TASK OBJECTIVE:
Count the lines in the records below that contain the string "sidewalk". Report only that count.

begin RECORDS FOR PROCESSING

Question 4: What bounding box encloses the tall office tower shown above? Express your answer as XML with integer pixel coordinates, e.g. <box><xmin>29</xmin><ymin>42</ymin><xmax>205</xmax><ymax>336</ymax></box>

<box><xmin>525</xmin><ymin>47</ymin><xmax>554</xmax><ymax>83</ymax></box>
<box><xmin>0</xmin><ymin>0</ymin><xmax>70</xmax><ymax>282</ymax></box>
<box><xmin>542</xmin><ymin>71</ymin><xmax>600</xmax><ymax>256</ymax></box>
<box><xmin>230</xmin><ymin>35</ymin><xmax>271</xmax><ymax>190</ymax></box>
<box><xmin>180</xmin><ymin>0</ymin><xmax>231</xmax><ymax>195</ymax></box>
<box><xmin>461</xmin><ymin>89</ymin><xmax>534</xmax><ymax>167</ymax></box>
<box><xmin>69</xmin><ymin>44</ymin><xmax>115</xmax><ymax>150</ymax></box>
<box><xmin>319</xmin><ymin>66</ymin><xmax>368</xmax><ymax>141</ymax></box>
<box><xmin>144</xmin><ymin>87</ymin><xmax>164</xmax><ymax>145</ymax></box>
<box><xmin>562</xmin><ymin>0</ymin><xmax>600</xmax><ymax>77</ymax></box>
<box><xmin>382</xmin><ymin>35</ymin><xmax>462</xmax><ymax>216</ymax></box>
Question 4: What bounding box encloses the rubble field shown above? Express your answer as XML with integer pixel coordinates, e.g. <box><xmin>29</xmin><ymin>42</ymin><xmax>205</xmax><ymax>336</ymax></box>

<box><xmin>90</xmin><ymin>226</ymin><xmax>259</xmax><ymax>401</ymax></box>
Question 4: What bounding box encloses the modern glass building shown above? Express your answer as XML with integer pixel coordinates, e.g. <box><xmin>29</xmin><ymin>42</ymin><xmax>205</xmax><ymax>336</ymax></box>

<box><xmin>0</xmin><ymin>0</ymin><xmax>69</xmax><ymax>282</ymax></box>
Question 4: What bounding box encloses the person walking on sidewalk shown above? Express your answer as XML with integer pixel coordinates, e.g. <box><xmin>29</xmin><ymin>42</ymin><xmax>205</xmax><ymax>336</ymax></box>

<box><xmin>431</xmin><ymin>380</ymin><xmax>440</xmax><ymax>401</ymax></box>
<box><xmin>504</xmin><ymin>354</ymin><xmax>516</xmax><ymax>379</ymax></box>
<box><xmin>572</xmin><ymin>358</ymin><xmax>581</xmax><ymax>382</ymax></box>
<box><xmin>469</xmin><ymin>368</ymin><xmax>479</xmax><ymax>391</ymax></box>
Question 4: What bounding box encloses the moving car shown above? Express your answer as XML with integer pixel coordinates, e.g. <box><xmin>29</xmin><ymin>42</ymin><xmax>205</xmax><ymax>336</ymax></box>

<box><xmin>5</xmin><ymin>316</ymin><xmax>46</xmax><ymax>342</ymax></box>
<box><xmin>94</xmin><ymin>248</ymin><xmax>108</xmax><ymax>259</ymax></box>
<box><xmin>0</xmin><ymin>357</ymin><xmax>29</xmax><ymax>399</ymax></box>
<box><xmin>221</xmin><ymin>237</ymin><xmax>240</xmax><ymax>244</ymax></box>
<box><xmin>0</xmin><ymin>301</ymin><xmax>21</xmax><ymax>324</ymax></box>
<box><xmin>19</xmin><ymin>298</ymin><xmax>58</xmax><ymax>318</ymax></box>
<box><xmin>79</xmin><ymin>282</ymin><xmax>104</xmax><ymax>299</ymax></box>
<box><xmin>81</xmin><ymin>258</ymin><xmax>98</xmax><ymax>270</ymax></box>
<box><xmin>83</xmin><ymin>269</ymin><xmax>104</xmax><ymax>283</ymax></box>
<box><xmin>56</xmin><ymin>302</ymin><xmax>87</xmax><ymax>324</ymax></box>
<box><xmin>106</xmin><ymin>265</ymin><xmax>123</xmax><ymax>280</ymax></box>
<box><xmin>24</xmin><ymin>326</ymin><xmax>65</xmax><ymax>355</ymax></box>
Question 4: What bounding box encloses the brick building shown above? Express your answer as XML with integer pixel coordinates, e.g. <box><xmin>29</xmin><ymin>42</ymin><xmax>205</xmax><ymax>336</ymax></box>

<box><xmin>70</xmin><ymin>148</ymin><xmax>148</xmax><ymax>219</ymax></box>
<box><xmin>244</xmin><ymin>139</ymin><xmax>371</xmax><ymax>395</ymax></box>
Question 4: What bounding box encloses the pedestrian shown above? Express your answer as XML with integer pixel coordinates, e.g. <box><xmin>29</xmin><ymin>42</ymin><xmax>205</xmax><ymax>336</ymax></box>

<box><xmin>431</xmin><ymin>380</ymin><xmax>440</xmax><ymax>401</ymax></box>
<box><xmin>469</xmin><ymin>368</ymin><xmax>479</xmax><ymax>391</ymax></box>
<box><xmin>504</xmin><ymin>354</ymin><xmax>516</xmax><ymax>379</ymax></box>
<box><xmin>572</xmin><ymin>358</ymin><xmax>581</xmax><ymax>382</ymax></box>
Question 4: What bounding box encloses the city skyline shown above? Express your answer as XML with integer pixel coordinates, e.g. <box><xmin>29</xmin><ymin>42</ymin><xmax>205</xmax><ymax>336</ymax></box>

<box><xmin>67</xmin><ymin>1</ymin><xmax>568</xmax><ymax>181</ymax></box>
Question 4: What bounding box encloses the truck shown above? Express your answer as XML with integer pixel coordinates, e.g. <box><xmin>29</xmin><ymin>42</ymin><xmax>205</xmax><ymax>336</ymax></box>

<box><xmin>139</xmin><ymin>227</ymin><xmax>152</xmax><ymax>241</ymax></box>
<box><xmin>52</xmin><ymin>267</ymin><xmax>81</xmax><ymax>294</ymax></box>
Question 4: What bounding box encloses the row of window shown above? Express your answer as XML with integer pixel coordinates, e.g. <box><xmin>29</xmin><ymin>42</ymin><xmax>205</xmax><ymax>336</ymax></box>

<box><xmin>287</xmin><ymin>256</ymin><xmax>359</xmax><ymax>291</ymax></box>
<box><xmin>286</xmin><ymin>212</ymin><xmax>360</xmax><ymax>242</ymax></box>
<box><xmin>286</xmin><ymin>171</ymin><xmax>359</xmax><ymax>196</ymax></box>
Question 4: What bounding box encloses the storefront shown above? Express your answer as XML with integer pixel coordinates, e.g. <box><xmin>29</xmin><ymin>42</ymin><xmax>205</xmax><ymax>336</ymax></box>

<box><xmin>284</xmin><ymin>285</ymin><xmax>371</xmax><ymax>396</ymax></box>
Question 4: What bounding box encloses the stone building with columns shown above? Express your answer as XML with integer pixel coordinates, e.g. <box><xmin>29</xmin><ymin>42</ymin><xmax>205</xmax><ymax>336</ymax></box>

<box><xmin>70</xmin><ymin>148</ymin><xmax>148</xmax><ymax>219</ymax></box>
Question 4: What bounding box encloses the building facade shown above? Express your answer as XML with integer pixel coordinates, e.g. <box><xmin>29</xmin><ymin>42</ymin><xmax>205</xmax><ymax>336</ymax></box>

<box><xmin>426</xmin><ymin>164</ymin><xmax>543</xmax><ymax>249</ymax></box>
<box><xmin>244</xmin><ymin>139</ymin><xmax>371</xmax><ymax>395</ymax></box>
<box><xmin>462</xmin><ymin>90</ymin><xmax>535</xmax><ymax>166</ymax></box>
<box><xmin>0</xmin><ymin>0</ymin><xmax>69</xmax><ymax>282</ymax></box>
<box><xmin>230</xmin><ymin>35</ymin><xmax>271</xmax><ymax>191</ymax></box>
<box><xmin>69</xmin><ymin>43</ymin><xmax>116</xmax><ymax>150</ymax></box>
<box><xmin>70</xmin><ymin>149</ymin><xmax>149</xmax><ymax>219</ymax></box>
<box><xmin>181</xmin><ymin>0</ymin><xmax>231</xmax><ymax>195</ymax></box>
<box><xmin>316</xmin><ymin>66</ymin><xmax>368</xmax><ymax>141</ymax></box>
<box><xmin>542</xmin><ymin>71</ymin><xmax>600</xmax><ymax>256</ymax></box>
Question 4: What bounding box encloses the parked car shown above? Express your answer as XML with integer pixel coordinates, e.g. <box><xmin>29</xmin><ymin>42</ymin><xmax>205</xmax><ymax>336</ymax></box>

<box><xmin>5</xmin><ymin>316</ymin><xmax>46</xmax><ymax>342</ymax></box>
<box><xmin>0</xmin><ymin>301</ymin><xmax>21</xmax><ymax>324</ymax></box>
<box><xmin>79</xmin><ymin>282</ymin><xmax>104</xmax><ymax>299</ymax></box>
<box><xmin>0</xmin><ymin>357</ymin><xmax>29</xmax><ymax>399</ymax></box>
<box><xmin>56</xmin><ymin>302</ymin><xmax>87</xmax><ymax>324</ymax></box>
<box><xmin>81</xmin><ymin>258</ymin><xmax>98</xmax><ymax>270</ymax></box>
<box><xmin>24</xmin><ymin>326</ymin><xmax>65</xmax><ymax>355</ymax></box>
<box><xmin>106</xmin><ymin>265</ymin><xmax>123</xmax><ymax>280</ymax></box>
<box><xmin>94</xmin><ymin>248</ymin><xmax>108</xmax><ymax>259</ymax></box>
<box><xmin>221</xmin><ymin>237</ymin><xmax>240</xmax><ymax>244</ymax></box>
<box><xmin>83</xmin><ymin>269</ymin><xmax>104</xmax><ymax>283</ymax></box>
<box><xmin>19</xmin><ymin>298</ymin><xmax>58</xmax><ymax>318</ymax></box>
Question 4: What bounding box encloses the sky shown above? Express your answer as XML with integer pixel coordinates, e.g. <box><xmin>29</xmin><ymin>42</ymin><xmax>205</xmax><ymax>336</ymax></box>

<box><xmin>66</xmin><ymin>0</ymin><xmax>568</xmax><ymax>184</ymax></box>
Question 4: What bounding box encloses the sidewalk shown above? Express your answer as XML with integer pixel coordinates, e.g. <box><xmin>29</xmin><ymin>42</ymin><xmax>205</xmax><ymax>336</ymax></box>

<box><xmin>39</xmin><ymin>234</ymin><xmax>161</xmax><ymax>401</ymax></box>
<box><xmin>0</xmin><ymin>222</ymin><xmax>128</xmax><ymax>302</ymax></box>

end RECORDS FOR PROCESSING

EXERCISE OUTPUT:
2